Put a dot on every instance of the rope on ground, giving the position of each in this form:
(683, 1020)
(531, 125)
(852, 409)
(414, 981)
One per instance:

Assignment :: Write the entries out again exactly.

Finished exercise ::
Put a dot on every instance of the rope on ground, giving the position of each in this form:
(683, 1020)
(531, 125)
(852, 409)
(414, 981)
One per instance:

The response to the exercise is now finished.